[RECORDED INFORMATION — start]
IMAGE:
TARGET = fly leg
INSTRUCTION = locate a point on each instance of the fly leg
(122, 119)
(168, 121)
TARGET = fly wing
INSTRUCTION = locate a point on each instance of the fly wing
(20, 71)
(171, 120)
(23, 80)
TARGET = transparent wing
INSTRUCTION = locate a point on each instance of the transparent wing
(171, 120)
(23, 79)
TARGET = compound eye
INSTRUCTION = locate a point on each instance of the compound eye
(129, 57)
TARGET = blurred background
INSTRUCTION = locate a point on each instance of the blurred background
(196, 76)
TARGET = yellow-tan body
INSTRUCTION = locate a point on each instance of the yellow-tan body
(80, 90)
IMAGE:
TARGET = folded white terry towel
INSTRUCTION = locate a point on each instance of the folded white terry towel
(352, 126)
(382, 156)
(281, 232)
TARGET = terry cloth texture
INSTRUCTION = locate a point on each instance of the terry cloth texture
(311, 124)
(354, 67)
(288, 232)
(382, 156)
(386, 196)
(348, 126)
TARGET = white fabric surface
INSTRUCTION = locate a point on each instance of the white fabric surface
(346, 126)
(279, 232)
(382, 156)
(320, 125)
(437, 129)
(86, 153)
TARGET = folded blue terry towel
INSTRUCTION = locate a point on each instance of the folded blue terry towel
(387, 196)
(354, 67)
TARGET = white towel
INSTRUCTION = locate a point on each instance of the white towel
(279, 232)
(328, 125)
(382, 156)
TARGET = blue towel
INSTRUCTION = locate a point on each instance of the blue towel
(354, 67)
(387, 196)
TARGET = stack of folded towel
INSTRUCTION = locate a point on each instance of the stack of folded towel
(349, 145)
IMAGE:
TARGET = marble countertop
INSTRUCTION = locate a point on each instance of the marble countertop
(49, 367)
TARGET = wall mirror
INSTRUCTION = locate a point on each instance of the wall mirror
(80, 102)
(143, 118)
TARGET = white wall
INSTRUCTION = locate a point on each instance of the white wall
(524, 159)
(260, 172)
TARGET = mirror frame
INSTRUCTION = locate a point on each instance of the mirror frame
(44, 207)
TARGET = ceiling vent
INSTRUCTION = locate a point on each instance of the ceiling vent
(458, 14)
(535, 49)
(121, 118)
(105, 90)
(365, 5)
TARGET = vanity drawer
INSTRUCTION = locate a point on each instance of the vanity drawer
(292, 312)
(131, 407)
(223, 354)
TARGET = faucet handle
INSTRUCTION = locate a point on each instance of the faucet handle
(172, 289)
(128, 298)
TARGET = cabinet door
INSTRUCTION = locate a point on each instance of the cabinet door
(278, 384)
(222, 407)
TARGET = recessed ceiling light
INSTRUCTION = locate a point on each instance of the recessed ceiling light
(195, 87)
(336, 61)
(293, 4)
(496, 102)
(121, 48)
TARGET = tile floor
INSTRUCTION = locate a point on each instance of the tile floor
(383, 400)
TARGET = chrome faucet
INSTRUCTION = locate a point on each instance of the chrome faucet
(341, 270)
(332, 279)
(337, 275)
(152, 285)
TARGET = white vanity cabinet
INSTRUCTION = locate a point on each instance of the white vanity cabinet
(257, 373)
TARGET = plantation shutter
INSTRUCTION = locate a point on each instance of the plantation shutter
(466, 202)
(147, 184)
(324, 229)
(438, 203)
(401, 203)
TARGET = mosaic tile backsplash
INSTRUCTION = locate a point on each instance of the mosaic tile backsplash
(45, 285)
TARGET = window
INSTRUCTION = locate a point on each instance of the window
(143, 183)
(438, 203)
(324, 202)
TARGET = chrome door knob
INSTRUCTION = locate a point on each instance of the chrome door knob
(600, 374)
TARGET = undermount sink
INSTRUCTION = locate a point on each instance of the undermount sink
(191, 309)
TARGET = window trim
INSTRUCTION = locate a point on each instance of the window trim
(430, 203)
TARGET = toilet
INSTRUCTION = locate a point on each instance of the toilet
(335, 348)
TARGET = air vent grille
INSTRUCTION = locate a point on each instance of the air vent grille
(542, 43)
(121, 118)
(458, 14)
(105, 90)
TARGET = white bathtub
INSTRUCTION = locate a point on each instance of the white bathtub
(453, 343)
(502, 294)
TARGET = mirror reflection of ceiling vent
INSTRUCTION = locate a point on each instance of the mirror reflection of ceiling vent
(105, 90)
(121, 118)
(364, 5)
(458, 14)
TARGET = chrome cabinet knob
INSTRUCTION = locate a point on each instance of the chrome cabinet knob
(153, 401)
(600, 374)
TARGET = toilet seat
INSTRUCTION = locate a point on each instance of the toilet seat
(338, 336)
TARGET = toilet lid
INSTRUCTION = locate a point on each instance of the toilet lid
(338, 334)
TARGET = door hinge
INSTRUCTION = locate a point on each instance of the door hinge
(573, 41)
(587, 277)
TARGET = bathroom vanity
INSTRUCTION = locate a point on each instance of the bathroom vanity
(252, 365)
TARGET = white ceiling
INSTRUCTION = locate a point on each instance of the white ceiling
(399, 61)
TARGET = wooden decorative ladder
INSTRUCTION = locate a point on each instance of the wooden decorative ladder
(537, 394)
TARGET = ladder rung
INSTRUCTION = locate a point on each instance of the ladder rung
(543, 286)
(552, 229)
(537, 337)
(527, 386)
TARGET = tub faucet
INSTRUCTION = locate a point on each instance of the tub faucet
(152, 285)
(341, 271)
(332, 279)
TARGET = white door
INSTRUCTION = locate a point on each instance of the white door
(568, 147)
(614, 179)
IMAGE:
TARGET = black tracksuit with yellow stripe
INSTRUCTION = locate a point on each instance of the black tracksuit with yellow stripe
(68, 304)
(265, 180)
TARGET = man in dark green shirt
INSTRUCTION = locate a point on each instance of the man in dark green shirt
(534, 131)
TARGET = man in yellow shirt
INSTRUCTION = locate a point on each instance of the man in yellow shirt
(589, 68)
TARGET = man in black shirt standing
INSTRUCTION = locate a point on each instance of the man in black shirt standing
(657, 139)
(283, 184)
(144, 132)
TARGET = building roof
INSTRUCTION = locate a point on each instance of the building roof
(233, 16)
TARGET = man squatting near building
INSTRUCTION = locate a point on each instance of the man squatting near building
[RECORDED INFORMATION — finish]
TASK DESCRIPTION:
Search the entries above for the word "squatting", and copy every line where it occurs.

WRITTEN SOLUTION:
TARGET = man squatting near building
INSTRUCTION = locate a point on each instance of the man squatting near building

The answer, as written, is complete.